▽
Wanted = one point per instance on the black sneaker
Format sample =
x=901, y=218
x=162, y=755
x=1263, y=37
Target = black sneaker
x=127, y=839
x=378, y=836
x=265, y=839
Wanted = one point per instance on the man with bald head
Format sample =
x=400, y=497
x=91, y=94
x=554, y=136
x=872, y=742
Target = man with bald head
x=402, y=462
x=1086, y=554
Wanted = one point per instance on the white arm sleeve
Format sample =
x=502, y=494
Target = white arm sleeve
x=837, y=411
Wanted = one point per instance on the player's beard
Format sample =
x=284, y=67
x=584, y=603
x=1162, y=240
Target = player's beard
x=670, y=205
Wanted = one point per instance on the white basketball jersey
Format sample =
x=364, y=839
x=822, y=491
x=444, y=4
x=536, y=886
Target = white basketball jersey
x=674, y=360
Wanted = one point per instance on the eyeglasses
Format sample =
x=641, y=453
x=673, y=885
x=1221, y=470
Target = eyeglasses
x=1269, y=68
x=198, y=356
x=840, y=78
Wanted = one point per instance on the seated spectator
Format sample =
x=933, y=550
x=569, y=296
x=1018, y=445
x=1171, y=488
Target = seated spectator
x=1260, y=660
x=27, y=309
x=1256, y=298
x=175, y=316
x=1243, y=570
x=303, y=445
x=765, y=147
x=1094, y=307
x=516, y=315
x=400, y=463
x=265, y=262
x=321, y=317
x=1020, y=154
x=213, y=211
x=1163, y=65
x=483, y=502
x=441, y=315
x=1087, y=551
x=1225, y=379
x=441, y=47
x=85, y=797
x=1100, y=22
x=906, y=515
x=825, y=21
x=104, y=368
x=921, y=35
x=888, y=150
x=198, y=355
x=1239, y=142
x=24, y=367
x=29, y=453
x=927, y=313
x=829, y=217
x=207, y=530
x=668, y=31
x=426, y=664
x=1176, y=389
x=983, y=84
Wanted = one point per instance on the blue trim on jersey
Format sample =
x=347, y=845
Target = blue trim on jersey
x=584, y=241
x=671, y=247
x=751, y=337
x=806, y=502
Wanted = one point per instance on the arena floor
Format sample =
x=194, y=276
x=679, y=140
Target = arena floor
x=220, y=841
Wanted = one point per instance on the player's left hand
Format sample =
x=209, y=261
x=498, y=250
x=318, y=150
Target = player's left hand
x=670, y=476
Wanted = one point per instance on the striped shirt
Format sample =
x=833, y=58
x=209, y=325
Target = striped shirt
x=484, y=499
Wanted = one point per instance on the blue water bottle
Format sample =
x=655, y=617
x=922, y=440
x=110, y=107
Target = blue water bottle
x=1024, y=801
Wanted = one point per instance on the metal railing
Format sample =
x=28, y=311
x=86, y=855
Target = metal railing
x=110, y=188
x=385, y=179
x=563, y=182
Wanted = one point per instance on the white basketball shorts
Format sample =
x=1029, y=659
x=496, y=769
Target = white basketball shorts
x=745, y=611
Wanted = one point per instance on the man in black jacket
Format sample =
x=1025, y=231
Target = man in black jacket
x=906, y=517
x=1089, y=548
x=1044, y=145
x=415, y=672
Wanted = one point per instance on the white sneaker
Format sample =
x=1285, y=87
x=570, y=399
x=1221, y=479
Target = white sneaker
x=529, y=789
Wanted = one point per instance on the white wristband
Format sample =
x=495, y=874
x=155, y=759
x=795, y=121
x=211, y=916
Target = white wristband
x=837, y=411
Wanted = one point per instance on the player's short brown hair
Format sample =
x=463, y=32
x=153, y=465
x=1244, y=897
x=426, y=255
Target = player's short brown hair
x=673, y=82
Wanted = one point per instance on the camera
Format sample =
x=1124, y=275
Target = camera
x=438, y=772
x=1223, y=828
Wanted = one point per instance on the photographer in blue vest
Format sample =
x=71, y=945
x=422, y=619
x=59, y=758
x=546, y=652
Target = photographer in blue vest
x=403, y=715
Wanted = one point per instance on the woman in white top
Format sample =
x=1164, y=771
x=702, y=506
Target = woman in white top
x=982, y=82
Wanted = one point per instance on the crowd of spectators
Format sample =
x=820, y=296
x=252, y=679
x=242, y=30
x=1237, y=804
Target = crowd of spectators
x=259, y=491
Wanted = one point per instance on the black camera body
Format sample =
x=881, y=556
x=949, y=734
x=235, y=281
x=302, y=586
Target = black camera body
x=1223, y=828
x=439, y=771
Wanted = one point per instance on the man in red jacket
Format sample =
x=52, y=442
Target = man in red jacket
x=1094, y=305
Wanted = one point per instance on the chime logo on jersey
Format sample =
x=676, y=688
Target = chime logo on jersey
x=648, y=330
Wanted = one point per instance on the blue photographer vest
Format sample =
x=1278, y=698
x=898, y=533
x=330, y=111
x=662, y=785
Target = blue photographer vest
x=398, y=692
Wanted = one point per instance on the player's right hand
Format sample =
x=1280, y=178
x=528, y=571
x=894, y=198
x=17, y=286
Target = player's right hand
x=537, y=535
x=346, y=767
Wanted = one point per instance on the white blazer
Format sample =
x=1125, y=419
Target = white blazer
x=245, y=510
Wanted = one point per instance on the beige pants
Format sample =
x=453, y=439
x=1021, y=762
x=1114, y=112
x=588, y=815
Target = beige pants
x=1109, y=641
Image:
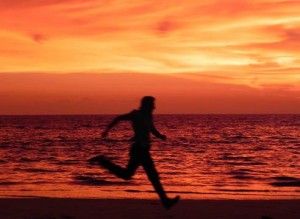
△
PROBLEM STATEMENT: Print the listing above exactly, taking the stretch from its start through the line that contains "x=983, y=84".

ANSWER FOR THE TASK:
Wanted = one point per instance on the black sneaker
Format sample =
x=901, y=218
x=162, y=755
x=1263, y=37
Target = black sneaker
x=127, y=839
x=378, y=836
x=265, y=839
Wanted = one point per instance on the man with bald head
Format sample =
x=400, y=497
x=91, y=94
x=554, y=136
x=872, y=742
Target = man with bald head
x=402, y=462
x=1086, y=554
Wanted = one point per instance on the white arm sleeve
Format sample =
x=502, y=494
Target = white arm sleeve
x=837, y=411
Wanted = one point per instance on the player's beard
Format sample =
x=284, y=67
x=584, y=603
x=1162, y=240
Target = player's beard
x=670, y=205
Wanted = one point per instance on the white basketball jersey
Format sample =
x=364, y=839
x=822, y=491
x=444, y=4
x=536, y=886
Target = white basketball jersey
x=674, y=360
Wanted = one point per instance on the eyeglasses
Format sample =
x=641, y=453
x=673, y=885
x=1221, y=470
Target = eyeglasses
x=1269, y=68
x=198, y=356
x=840, y=78
Wanted = one point per instance on the seated spectator
Format sample =
x=933, y=550
x=569, y=296
x=1018, y=445
x=1171, y=488
Target = seated spectator
x=1260, y=660
x=27, y=309
x=1256, y=298
x=175, y=316
x=1243, y=570
x=303, y=445
x=765, y=147
x=1094, y=307
x=516, y=315
x=400, y=463
x=265, y=262
x=321, y=317
x=1020, y=154
x=213, y=211
x=1163, y=65
x=483, y=502
x=441, y=315
x=1087, y=551
x=1225, y=379
x=441, y=47
x=85, y=797
x=1100, y=22
x=906, y=515
x=825, y=21
x=104, y=368
x=921, y=35
x=888, y=150
x=198, y=355
x=1239, y=142
x=24, y=367
x=29, y=453
x=927, y=313
x=829, y=217
x=207, y=530
x=668, y=31
x=426, y=664
x=1176, y=389
x=983, y=84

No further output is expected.